*Jobs*
**a)** In the forum thread on resawing, what wood is the top of the upright bass made from?
**b)** Please set down the part of the forum thread on resawing from "# Resawing large" to "the length bookmatched)", word for word.

*Passage to read*
◇ ◇ ◇ ◇ ◇ ◇ ◇
# Resawing large boards by hand



## thelowerechelons (Dec 18, 2013)

Hello,

I have a large piece of highly figured maple that I will use to build the back for an upright bass. The top is straight split spruce that I have split into a bookmatched set and I am looking to do the same for the back. I am looking to build this bass using all hand tools and I am looking for insight regarding the following procedures. 

-splitting/resawwing a 16" x 4" x48" quarter of highly figured maple (down the length ie turn it into two 16" x 2" x 48" halves to be joined down the length bookmatched)
-resawwing the ribs. rough cutting 3-4mm veneer that is 12" x 48"

I am very well acquainted with all of the powertools that do these jobs but I am amazed to see 300-400 year old basses that were contruscted before these modern luxuries and would like to build one this way. As it stands the majority of the work is all done by hand but I can't get my head around how they would have done these steps. Was it all mill work? If so, how did they do it? Doesn't this predate the band saw? Would they have had a huge circular blade? I have had success resawing violin and cello ribs by hande with an old disston d-8, any better ideas? How do you cut 16" by hand?

Thanks for your help!


----------



## woodnthings (Jan 24, 2009)

*Maybe a buck saw?*







http://www.traditionalwoodworker.com/products.asp?dept=306

http://www.ebay.com/sch/i.html?_nkw=buck+saw

http://search.yahoo.com/search?ei=utf-8&fr=ytff1-tyc-inbox&p=two%20man%20rip%20saw&type=


----------



## GeorgeC (Jul 30, 2008)

What is it that you are making? At first I thought it was a Bass Violin, but then read that you would be using 2" think wood. That instrument would not use wood that thick would it?

It is going to be very difficult to control anyhand saw that is long enough to cut a board 48" long. Maybe there is some type of jig you could ake.

George


----------



## woodnthings (Jan 24, 2009)

*Bass fiddle or upright bass*

:blink:

"I have a large piece of highly figured maple that I will use to build the back for an upright bass."


----------



## SteveEl (Sep 7, 2010)

I don't know the answer, but if I was undertaking a project like that, I would either write to living history farms etc in my area and ask if they let people browse their library, and I might jump onto GoogleBooks and search in the 19th century. An amazing amount of old knowledge has been digitized and is free. For example, if this link works here is the result for GoogleBooks 19th century hits on the search string [Lumber] How did the old farmers, lacking milling equipment, resaw larger timbers with control? For straight rips of smaller stuff, search on "Sawyer's Bench"


----------



## railaw (Nov 15, 2011)

GeorgeC said:


> What is it that you are making? At first I thought it was a Bass Violin, but then read that you would be using 2" think wood. That instrument would not use wood that thick would it? It is going to be very difficult to control anyhand saw that is long enough to cut a board 48" long. Maybe there is some type of jig you could ake. George


Wouldn't you be cutting from the 16" dimension? And isn't a frame saw the "right" tool?


----------



## GeorgeC (Jul 30, 2008)

woodnthings said:


> :blink:
> 
> "I have a large piece of highly figured maple that I will use to build the back for an upright bass."
> 
> The Making of Martyn Bailey Double Basses - YouTube


????????????????

George


----------



## woodnthings (Jan 24, 2009)
◇ ◇ ◇ ◇ ◇ ◇ ◇
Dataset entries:
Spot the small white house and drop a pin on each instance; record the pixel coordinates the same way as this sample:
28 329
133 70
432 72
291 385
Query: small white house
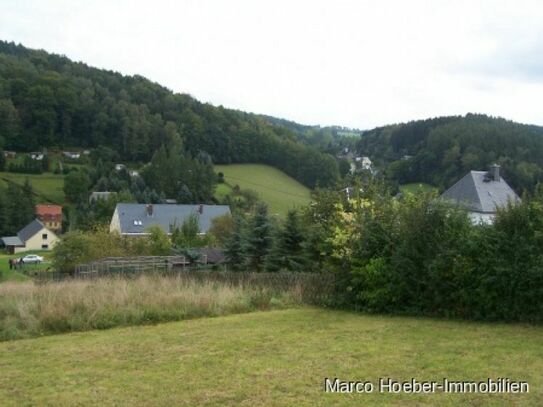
482 193
36 156
34 236
72 155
◇ ◇ ◇ ◇ ◇ ◇ ◇
*Expected answers*
**a)** Straight split spruce.

**b)**
# Resawing large boards by hand



## thelowerechelons (Dec 18, 2013)

Hello,

I have a large piece of highly figured maple that I will use to build the back for an upright bass. The top is straight split spruce that I have split into a bookmatched set and I am looking to do the same for the back. I am looking to build this bass using all hand tools and I am looking for insight regarding the following procedures. 

-splitting/resawwing a 16" x 4" x48" quarter of highly figured maple (down the length ie turn it into two 16" x 2" x 48" halves to be joined down the length bookmatched)